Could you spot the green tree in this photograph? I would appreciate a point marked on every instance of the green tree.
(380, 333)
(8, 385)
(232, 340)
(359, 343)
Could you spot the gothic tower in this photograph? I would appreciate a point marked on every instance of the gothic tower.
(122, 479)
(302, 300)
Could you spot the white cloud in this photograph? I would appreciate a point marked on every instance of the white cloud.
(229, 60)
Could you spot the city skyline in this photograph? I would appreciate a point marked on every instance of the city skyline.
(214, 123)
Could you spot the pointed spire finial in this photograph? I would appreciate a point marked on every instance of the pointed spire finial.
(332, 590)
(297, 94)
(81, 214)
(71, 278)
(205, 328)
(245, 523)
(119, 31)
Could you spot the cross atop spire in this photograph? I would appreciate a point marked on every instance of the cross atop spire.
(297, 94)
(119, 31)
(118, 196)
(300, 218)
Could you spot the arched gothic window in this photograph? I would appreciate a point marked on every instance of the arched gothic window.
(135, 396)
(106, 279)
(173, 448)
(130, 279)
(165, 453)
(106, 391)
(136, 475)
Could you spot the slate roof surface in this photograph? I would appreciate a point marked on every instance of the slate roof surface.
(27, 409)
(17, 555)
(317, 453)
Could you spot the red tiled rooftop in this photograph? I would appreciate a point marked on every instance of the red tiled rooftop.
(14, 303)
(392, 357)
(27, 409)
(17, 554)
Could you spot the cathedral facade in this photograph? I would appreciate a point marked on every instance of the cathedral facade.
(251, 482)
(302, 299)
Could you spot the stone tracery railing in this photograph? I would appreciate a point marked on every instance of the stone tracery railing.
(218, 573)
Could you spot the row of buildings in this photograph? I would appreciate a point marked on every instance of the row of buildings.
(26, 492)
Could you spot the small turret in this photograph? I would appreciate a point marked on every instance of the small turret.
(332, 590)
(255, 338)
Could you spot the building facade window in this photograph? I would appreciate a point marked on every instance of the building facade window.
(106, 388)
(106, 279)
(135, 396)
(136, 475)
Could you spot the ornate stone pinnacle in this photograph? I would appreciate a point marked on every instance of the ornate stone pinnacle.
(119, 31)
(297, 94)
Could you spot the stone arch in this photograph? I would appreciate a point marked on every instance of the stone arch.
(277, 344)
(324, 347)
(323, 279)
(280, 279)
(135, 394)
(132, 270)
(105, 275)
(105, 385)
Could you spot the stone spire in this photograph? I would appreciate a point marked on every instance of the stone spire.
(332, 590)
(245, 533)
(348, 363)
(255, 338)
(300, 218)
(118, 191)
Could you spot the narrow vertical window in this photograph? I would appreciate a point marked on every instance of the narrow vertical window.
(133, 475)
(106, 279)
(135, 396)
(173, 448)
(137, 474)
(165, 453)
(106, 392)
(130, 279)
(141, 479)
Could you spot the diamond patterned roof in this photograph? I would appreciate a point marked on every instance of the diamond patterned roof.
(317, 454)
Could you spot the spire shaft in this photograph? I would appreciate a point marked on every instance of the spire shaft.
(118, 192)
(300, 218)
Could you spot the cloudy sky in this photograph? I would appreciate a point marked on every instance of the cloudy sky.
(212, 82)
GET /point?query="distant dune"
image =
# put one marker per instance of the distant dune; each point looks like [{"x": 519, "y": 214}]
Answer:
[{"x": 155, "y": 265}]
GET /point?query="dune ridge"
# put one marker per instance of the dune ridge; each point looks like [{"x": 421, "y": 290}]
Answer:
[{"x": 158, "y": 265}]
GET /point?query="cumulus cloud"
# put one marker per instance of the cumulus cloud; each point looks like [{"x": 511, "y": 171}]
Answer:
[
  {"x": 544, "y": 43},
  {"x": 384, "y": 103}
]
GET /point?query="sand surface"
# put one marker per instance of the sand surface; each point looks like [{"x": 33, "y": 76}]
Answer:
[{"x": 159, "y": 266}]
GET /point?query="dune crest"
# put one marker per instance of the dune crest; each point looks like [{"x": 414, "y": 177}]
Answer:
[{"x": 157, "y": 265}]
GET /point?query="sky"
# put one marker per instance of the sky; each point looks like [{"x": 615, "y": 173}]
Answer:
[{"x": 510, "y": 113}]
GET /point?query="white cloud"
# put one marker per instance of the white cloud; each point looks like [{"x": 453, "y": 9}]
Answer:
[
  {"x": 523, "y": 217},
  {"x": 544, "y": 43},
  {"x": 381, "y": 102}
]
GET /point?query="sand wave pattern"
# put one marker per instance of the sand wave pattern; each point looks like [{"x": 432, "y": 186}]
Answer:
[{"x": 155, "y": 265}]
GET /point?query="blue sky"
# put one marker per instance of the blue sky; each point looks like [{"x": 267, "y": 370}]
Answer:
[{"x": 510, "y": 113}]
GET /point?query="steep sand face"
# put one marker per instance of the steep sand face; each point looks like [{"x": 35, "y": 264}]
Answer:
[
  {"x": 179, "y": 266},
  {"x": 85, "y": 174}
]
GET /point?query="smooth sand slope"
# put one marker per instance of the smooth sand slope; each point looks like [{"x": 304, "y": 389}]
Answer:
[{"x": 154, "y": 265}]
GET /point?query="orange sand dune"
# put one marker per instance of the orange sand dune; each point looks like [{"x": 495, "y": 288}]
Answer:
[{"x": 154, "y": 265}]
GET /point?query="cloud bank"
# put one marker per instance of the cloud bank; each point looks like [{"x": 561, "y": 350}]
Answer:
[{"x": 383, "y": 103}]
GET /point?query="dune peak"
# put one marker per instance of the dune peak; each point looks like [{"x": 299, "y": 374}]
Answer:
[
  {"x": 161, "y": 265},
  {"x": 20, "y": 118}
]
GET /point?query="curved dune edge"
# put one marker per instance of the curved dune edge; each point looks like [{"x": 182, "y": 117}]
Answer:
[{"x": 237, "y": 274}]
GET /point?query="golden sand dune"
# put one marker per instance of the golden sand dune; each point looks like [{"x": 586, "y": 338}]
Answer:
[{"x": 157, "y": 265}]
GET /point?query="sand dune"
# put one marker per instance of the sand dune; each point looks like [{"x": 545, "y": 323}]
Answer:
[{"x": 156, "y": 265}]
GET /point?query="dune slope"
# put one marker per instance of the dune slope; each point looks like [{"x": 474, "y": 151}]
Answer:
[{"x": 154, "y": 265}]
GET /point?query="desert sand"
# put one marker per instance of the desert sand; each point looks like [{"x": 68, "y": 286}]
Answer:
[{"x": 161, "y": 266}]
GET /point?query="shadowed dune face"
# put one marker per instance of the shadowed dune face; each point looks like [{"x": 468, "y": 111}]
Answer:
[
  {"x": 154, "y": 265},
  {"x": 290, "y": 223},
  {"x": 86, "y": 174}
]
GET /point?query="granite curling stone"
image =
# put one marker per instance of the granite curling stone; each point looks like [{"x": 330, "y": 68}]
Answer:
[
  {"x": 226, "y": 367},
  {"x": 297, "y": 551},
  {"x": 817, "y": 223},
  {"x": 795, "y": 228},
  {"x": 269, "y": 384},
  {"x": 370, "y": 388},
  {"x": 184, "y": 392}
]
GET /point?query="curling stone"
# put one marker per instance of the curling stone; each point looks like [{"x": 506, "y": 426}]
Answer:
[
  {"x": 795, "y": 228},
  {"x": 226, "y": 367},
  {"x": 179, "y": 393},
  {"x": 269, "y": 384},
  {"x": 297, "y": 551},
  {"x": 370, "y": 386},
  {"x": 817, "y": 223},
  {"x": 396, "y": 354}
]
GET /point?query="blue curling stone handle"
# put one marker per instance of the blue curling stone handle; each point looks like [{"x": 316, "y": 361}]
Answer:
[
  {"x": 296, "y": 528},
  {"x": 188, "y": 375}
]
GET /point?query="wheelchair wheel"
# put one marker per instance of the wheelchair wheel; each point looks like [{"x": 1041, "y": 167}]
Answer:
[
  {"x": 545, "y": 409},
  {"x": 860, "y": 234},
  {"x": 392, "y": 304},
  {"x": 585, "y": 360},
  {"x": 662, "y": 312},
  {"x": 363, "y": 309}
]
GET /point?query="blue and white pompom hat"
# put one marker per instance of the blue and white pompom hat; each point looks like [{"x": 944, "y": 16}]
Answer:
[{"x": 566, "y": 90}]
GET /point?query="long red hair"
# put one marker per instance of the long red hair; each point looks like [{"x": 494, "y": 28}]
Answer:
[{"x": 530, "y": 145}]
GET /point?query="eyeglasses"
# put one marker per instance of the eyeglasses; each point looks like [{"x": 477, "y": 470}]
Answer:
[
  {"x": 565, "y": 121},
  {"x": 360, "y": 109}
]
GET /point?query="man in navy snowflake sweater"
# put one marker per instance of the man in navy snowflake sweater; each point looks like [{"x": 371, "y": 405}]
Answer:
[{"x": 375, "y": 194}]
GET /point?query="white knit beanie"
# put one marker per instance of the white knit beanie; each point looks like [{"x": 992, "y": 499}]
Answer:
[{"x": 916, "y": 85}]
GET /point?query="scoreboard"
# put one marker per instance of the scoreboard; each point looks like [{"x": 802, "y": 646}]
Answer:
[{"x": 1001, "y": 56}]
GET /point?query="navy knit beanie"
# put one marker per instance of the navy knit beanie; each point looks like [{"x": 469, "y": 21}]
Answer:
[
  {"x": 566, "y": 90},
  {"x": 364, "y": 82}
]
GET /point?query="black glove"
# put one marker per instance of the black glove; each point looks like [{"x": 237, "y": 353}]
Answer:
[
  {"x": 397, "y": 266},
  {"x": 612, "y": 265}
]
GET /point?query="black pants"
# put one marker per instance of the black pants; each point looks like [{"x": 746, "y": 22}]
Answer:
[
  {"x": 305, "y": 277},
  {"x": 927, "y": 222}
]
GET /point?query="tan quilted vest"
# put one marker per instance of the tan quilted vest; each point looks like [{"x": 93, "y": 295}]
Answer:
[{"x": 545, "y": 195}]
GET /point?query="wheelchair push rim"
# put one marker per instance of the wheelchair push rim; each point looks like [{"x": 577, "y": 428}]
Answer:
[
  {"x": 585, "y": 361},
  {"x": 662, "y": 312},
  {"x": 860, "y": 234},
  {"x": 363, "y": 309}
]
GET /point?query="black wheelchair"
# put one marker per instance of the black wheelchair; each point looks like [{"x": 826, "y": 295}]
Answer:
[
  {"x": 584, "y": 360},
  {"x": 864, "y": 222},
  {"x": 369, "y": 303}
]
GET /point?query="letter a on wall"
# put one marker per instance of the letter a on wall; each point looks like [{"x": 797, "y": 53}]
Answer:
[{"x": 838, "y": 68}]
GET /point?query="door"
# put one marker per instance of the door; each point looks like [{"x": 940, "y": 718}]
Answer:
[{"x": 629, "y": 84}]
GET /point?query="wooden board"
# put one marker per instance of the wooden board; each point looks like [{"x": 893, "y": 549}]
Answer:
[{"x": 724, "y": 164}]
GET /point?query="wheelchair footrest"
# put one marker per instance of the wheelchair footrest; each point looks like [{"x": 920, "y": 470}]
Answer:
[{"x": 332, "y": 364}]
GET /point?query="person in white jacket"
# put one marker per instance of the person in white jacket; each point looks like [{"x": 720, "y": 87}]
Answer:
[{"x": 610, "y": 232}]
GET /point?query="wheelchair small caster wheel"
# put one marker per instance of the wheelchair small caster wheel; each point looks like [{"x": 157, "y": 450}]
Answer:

Aim of the exercise: Tally the lines in the listing above that contain the string "gothic", treating uppercase and lowercase as different, and give only the number.

Exercise result: 2